→ **Objective**:
Which of the lines below contain "tuft"? Pull out each one and copy it.

→ **Extracted information**:
* Start *

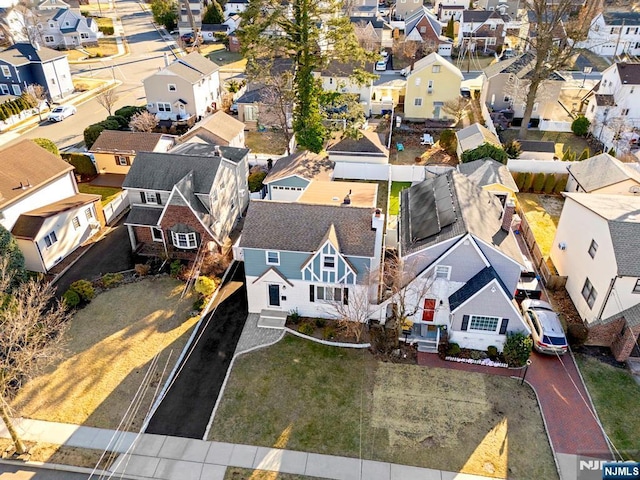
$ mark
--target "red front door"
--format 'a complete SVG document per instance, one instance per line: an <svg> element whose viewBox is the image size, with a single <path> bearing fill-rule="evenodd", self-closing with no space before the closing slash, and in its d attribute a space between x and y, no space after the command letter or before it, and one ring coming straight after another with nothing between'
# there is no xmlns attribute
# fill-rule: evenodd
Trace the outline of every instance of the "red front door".
<svg viewBox="0 0 640 480"><path fill-rule="evenodd" d="M433 322L433 314L436 311L436 301L433 298L425 298L424 310L422 310L422 320L424 322Z"/></svg>

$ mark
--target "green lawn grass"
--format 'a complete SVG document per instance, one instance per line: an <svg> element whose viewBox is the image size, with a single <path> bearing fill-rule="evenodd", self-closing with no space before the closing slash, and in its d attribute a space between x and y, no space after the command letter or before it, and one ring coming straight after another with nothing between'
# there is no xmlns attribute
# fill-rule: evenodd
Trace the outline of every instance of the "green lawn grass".
<svg viewBox="0 0 640 480"><path fill-rule="evenodd" d="M102 197L101 203L104 207L108 204L113 198L122 192L121 188L114 187L94 187L93 185L89 185L88 183L79 183L78 190L80 193L88 193L91 195L100 195Z"/></svg>
<svg viewBox="0 0 640 480"><path fill-rule="evenodd" d="M576 361L605 432L625 459L640 461L640 385L627 370L581 354Z"/></svg>
<svg viewBox="0 0 640 480"><path fill-rule="evenodd" d="M392 182L391 195L389 197L389 215L398 215L400 212L400 192L409 188L411 182Z"/></svg>
<svg viewBox="0 0 640 480"><path fill-rule="evenodd" d="M528 386L380 362L367 350L290 335L236 359L208 440L498 478L558 478Z"/></svg>

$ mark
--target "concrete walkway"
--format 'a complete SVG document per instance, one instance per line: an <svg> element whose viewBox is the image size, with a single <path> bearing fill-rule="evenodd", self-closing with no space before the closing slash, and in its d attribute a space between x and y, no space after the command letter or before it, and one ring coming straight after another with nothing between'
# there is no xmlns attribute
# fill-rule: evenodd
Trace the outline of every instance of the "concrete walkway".
<svg viewBox="0 0 640 480"><path fill-rule="evenodd" d="M148 480L223 480L227 466L335 480L489 480L357 458L16 419L24 440L119 452L110 471ZM9 438L6 428L0 436ZM60 466L57 466L60 469ZM495 480L495 479L494 479Z"/></svg>

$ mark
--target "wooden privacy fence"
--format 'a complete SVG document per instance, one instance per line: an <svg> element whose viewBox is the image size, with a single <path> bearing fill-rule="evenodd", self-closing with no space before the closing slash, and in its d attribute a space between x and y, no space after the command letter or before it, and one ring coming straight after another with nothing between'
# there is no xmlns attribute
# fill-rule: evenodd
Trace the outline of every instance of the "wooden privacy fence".
<svg viewBox="0 0 640 480"><path fill-rule="evenodd" d="M558 275L555 268L552 271L547 263L547 258L542 254L542 251L536 242L536 237L533 234L533 230L531 229L522 208L517 207L516 211L521 219L518 231L524 242L527 244L527 248L531 253L531 260L533 261L536 269L540 272L540 277L542 278L545 287L549 290L556 290L557 288L564 287L567 283L567 277Z"/></svg>

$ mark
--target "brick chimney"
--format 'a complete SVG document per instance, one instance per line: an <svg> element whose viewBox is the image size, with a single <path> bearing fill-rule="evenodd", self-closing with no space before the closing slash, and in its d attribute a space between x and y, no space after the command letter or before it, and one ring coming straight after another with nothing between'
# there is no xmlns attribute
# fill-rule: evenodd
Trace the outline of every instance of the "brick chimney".
<svg viewBox="0 0 640 480"><path fill-rule="evenodd" d="M507 198L504 204L504 210L502 211L502 225L501 228L508 232L511 230L511 220L513 220L513 214L516 211L516 204L511 198Z"/></svg>

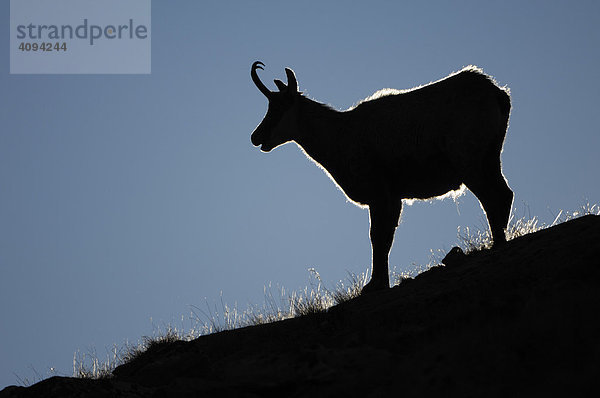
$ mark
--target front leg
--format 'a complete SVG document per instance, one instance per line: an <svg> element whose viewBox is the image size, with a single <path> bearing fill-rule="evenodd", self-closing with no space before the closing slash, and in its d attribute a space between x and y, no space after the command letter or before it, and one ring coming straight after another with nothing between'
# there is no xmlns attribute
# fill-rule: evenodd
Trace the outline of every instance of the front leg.
<svg viewBox="0 0 600 398"><path fill-rule="evenodd" d="M397 202L393 200L380 201L369 205L373 269L371 281L365 285L362 290L363 293L390 287L388 258L401 211L401 200Z"/></svg>

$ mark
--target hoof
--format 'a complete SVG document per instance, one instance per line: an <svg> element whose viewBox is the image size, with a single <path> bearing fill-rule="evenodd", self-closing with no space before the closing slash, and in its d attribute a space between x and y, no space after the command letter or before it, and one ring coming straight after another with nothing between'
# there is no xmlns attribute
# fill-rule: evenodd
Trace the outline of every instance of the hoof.
<svg viewBox="0 0 600 398"><path fill-rule="evenodd" d="M467 255L465 254L465 252L462 251L460 247L455 246L452 249L450 249L448 254L446 254L446 257L444 257L442 263L444 263L446 267L452 267L454 265L462 263L466 256Z"/></svg>
<svg viewBox="0 0 600 398"><path fill-rule="evenodd" d="M371 279L371 281L369 283L367 283L365 285L365 287L363 287L363 290L360 292L360 294L361 295L369 294L371 292L377 292L379 290L385 290L385 289L389 289L389 288L390 288L389 282Z"/></svg>

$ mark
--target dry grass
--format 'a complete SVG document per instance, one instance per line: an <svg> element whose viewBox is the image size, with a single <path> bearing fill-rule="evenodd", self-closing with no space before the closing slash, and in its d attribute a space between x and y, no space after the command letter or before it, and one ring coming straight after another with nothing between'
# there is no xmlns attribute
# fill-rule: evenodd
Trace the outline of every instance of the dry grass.
<svg viewBox="0 0 600 398"><path fill-rule="evenodd" d="M588 203L573 212L560 211L549 225L541 223L535 216L527 215L518 219L511 217L507 229L507 238L511 240L588 214L600 215L600 206ZM458 239L459 245L466 253L489 248L492 242L487 229L484 231L472 230L468 227L458 229ZM413 278L432 266L438 265L443 255L440 253L432 251L430 262L424 266L413 264L411 271L392 272L393 284L398 285L402 281ZM279 287L274 294L274 288L271 284L265 286L265 302L262 306L250 306L246 310L240 311L237 305L231 307L221 297L220 305L211 306L207 302L205 308L192 306L191 327L187 331L184 327L175 328L172 325L167 325L162 329L157 329L153 337L143 337L142 341L137 344L126 344L124 348L113 346L107 350L105 359L100 359L95 351L87 354L78 351L73 357L73 376L94 379L110 377L115 367L129 362L147 350L161 344L190 341L199 336L224 330L325 312L334 305L360 295L368 279L366 272L360 275L349 273L346 281L339 281L333 289L328 289L324 286L321 276L315 269L309 269L309 273L309 286L299 292L286 294L285 289Z"/></svg>

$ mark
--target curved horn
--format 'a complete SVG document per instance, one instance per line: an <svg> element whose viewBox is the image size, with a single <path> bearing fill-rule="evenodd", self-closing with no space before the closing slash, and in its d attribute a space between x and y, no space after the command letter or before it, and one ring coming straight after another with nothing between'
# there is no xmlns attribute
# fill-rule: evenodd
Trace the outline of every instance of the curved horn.
<svg viewBox="0 0 600 398"><path fill-rule="evenodd" d="M298 92L298 82L296 81L296 75L290 68L285 68L285 74L288 77L288 90L292 93Z"/></svg>
<svg viewBox="0 0 600 398"><path fill-rule="evenodd" d="M260 92L263 93L265 97L271 98L271 91L263 84L263 82L260 81L260 79L258 78L258 74L256 73L256 70L263 69L263 66L265 66L265 64L263 64L260 61L256 61L255 63L253 63L252 69L250 70L250 76L252 77L252 81L254 82L254 84L256 84L256 87L260 90Z"/></svg>
<svg viewBox="0 0 600 398"><path fill-rule="evenodd" d="M273 80L273 82L275 82L275 85L277 86L279 91L287 91L287 86L281 80L275 79L275 80Z"/></svg>

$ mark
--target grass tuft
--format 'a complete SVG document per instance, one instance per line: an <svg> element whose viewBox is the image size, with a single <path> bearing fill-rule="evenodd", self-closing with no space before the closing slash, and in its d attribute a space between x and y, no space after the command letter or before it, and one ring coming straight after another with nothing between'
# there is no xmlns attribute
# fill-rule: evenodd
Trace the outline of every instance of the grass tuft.
<svg viewBox="0 0 600 398"><path fill-rule="evenodd" d="M561 210L550 225L541 223L535 216L528 215L518 219L511 216L507 228L507 239L515 239L588 214L600 215L600 206L587 203L574 212L563 212ZM492 244L487 225L484 231L472 230L468 227L459 228L458 239L459 245L466 253L490 248ZM396 272L394 270L392 272L393 284L399 285L403 281L412 279L431 267L439 265L441 256L443 256L441 251L432 251L428 264L413 264L412 270L409 271ZM237 304L230 307L223 301L222 296L220 307L217 305L211 306L208 302L206 302L206 308L191 306L191 326L187 331L184 327L178 329L167 325L164 330L158 329L153 337L143 337L138 344L130 345L127 343L124 348L113 345L107 350L106 359L99 359L95 350L91 350L87 354L77 351L73 356L73 375L74 377L92 379L111 377L112 371L117 366L133 361L148 350L159 348L164 344L190 341L199 336L224 330L322 313L334 305L359 296L368 279L366 272L359 275L348 273L346 281L339 281L333 289L327 289L323 284L321 275L314 268L310 268L309 273L309 286L303 290L286 294L285 289L279 287L274 294L273 286L269 284L264 288L264 304L262 306L249 306L245 311L239 311Z"/></svg>

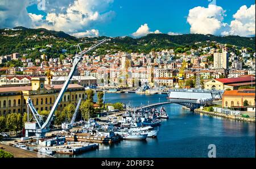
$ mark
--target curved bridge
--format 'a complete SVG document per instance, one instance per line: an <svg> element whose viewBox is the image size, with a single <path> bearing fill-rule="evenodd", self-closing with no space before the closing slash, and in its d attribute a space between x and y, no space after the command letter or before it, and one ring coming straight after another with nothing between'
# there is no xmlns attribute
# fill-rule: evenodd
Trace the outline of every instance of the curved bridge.
<svg viewBox="0 0 256 169"><path fill-rule="evenodd" d="M141 109L147 110L147 109L151 109L152 108L156 108L156 107L160 107L160 106L164 105L164 104L172 104L172 103L178 104L180 104L180 105L185 106L185 107L190 108L190 109L191 111L194 111L195 109L199 108L200 107L200 106L204 105L204 104L203 104L203 103L197 103L196 100L183 100L183 99L179 100L179 99L177 99L177 100L170 100L170 101L169 101L169 102L154 103L154 104L149 104L149 105L144 105L144 106L142 106L142 107L137 107L137 108L135 108L135 111L139 111Z"/></svg>

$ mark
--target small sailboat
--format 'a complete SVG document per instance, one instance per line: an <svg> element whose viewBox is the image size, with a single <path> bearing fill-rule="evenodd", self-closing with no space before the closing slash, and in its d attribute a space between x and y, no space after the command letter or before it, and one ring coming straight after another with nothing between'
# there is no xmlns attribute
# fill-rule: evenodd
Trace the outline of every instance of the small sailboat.
<svg viewBox="0 0 256 169"><path fill-rule="evenodd" d="M135 132L115 132L115 134L119 135L123 140L143 140L147 137L147 134L141 134Z"/></svg>
<svg viewBox="0 0 256 169"><path fill-rule="evenodd" d="M53 155L54 153L56 153L55 151L52 151L48 147L42 147L41 149L38 150L38 152L43 154L46 154L49 155Z"/></svg>
<svg viewBox="0 0 256 169"><path fill-rule="evenodd" d="M159 117L161 119L169 119L169 116L168 115L166 111L164 109L163 107L162 107L161 109L160 109Z"/></svg>

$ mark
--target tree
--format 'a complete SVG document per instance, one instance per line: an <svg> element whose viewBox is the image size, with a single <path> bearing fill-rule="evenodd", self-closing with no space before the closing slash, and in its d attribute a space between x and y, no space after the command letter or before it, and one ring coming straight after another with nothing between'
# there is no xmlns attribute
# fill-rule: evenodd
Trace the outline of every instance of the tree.
<svg viewBox="0 0 256 169"><path fill-rule="evenodd" d="M0 158L14 158L14 156L9 152L0 150Z"/></svg>
<svg viewBox="0 0 256 169"><path fill-rule="evenodd" d="M25 126L25 123L27 122L27 113L24 113L22 117L22 126Z"/></svg>
<svg viewBox="0 0 256 169"><path fill-rule="evenodd" d="M209 107L207 108L207 110L208 111L208 112L213 112L213 108L212 108L212 107Z"/></svg>
<svg viewBox="0 0 256 169"><path fill-rule="evenodd" d="M64 111L56 111L54 114L55 115L54 124L61 125L61 123L65 121L66 117Z"/></svg>
<svg viewBox="0 0 256 169"><path fill-rule="evenodd" d="M243 106L247 106L247 105L249 105L248 100L245 100L243 102Z"/></svg>
<svg viewBox="0 0 256 169"><path fill-rule="evenodd" d="M97 94L97 97L98 98L97 104L100 107L102 107L103 105L103 96L104 96L104 93L102 91L100 91Z"/></svg>
<svg viewBox="0 0 256 169"><path fill-rule="evenodd" d="M195 82L192 79L188 79L185 82L185 86L193 88L195 87Z"/></svg>
<svg viewBox="0 0 256 169"><path fill-rule="evenodd" d="M123 109L123 104L120 102L117 102L113 104L114 109L118 109L119 111L122 111Z"/></svg>
<svg viewBox="0 0 256 169"><path fill-rule="evenodd" d="M38 113L40 115L42 115L42 116L43 116L43 120L44 120L44 121L46 121L46 119L47 119L47 117L48 117L48 116L49 115L49 111L38 111Z"/></svg>
<svg viewBox="0 0 256 169"><path fill-rule="evenodd" d="M9 131L18 131L22 129L22 118L20 113L11 113L6 116L6 128Z"/></svg>
<svg viewBox="0 0 256 169"><path fill-rule="evenodd" d="M88 120L94 113L93 103L89 100L82 102L80 106L81 113L85 120Z"/></svg>
<svg viewBox="0 0 256 169"><path fill-rule="evenodd" d="M85 93L87 95L86 100L89 100L90 102L93 102L93 96L94 95L93 91L91 89L87 90L85 91Z"/></svg>
<svg viewBox="0 0 256 169"><path fill-rule="evenodd" d="M3 132L5 130L6 124L5 117L3 116L0 116L0 132Z"/></svg>
<svg viewBox="0 0 256 169"><path fill-rule="evenodd" d="M62 111L62 113L64 115L65 119L68 121L70 121L72 119L73 115L75 112L75 109L76 108L73 104L68 104L66 107L64 107Z"/></svg>

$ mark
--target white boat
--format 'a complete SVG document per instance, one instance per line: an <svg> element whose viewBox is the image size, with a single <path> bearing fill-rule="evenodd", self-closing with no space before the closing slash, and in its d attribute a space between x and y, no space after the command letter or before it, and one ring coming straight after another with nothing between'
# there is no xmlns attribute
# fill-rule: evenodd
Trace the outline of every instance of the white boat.
<svg viewBox="0 0 256 169"><path fill-rule="evenodd" d="M168 119L169 116L168 115L167 113L166 112L166 111L164 109L163 107L161 108L160 109L160 112L159 113L159 118L161 119Z"/></svg>
<svg viewBox="0 0 256 169"><path fill-rule="evenodd" d="M146 129L147 128L148 129ZM143 127L143 129L127 129L125 128L123 129L121 129L119 130L117 130L115 133L118 134L119 135L121 135L123 133L139 133L141 134L147 134L147 137L155 137L158 136L158 130L150 130L152 127L151 126L147 126Z"/></svg>
<svg viewBox="0 0 256 169"><path fill-rule="evenodd" d="M147 134L147 137L156 137L158 136L158 130L142 130L137 131L141 134Z"/></svg>
<svg viewBox="0 0 256 169"><path fill-rule="evenodd" d="M149 130L151 129L152 129L153 127L151 126L141 126L141 127L138 127L138 128L134 128L134 127L130 127L130 128L124 128L124 129L127 129L129 131L145 131L145 130Z"/></svg>
<svg viewBox="0 0 256 169"><path fill-rule="evenodd" d="M38 152L43 154L51 155L55 153L55 151L52 151L48 147L42 147L38 150Z"/></svg>
<svg viewBox="0 0 256 169"><path fill-rule="evenodd" d="M23 149L23 150L28 150L28 147L26 145L23 145L23 144L19 144L18 143L17 145L15 146L15 147L18 147L18 148L20 148L20 149Z"/></svg>
<svg viewBox="0 0 256 169"><path fill-rule="evenodd" d="M146 119L142 122L142 125L150 125L150 126L156 126L159 125L161 123L161 120L159 119L155 119L152 120L151 119Z"/></svg>
<svg viewBox="0 0 256 169"><path fill-rule="evenodd" d="M141 134L138 132L115 132L115 134L120 135L123 140L143 140L147 137L147 134Z"/></svg>

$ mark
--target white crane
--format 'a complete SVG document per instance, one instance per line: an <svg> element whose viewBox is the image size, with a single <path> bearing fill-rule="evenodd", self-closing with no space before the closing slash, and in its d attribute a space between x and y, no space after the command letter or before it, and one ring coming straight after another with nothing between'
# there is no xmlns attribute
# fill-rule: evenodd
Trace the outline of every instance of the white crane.
<svg viewBox="0 0 256 169"><path fill-rule="evenodd" d="M36 121L36 123L26 123L25 124L25 129L26 130L26 137L28 136L28 133L35 133L36 136L38 138L42 138L44 137L45 136L45 134L46 132L48 131L49 126L51 124L51 122L52 120L52 118L54 115L54 113L57 109L59 104L60 104L61 100L62 100L62 98L63 97L64 94L66 91L68 84L70 83L70 81L71 81L73 75L75 74L75 70L77 67L78 64L79 62L82 60L82 56L84 54L85 54L86 53L88 53L89 52L94 49L99 45L101 45L102 44L105 43L107 41L110 40L110 39L104 39L103 40L99 41L100 42L97 43L97 44L93 45L92 47L89 48L89 49L85 51L82 51L81 49L81 48L79 45L79 44L77 45L77 49L79 48L80 52L79 53L76 54L76 56L73 57L73 67L71 69L71 70L69 73L69 74L68 75L68 78L65 81L65 83L63 85L63 87L62 87L56 100L55 100L55 102L53 104L53 105L51 109L51 111L49 112L49 114L48 116L47 117L47 119L46 119L46 121L44 121L43 120L43 118L42 118L42 116L39 115L35 108L35 107L33 105L33 103L32 102L32 100L30 98L28 98L27 100L27 103L28 105L28 108L29 107L30 110L31 111L34 118L35 119Z"/></svg>

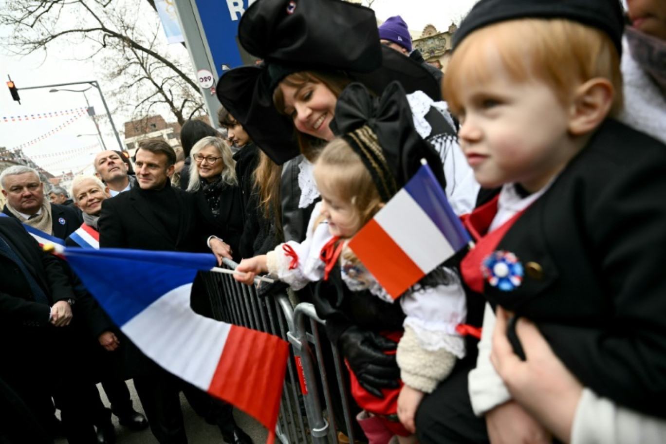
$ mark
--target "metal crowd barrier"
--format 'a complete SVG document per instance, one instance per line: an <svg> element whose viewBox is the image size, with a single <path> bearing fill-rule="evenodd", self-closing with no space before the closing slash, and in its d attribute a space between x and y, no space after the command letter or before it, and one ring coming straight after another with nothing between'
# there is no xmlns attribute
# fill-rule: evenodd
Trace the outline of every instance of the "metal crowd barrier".
<svg viewBox="0 0 666 444"><path fill-rule="evenodd" d="M234 269L236 264L225 259L224 266ZM294 307L284 293L259 298L254 287L231 275L206 272L202 278L216 319L279 336L290 344L278 439L283 444L336 444L342 425L354 443L354 419L349 413L342 360L326 337L324 321L314 306L302 302ZM334 409L342 424L336 424Z"/></svg>

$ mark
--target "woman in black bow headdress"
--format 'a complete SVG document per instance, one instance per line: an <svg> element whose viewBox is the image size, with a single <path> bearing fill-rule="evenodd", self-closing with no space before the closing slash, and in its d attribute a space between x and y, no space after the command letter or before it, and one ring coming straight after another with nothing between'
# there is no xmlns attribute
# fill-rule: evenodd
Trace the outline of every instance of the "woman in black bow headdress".
<svg viewBox="0 0 666 444"><path fill-rule="evenodd" d="M276 163L289 162L284 177L293 170L295 184L283 184L283 190L300 196L283 199L286 239L304 238L318 198L312 162L333 138L336 102L354 81L378 95L392 81L400 83L410 93L408 118L440 154L444 168L433 169L444 169L454 210L474 208L478 186L458 149L446 105L439 101L440 85L422 65L380 44L372 9L341 0L258 0L240 20L238 41L263 64L222 75L217 96Z"/></svg>
<svg viewBox="0 0 666 444"><path fill-rule="evenodd" d="M363 85L352 84L338 98L335 113L332 126L343 135L330 142L315 162L322 202L312 213L307 238L243 260L238 270L247 274L236 279L251 284L256 274L268 272L294 290L317 282L317 313L336 326L337 335L335 328L328 330L330 339L339 341L343 350L347 341L368 340L366 330L378 333L378 343L386 349L398 342L404 383L400 388L377 389L353 353L345 357L352 370L352 394L364 409L358 418L370 444L386 444L394 435L402 444L413 443L420 399L465 357L465 339L456 333L467 316L465 294L454 272L439 268L394 304L348 244L416 172L422 159L432 166L441 160L406 118L411 111L397 83L378 103ZM342 337L343 330L358 334ZM372 363L360 367L364 364Z"/></svg>

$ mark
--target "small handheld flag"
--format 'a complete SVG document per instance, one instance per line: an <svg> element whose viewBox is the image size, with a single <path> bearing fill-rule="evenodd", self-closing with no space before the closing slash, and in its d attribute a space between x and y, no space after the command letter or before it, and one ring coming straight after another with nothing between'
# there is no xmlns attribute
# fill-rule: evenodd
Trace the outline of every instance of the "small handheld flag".
<svg viewBox="0 0 666 444"><path fill-rule="evenodd" d="M349 242L394 299L471 242L428 164Z"/></svg>
<svg viewBox="0 0 666 444"><path fill-rule="evenodd" d="M274 441L288 344L192 310L194 277L214 268L214 256L48 248L65 256L86 288L147 356L256 418L268 430L269 444Z"/></svg>

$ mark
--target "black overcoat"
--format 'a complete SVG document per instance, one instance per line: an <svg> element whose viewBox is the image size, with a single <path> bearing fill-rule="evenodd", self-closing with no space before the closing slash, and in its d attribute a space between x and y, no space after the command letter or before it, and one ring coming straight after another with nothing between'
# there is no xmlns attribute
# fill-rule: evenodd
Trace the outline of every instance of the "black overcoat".
<svg viewBox="0 0 666 444"><path fill-rule="evenodd" d="M607 120L497 250L525 274L486 282L493 304L534 322L583 385L666 417L666 146Z"/></svg>

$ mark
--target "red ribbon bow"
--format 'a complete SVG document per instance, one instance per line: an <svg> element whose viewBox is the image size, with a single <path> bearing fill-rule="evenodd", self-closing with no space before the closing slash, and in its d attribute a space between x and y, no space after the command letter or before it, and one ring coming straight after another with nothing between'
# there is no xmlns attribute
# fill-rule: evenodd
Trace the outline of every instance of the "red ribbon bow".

* End *

→ **Written answer**:
--target grass tuft
Trace the outline of every instance of the grass tuft.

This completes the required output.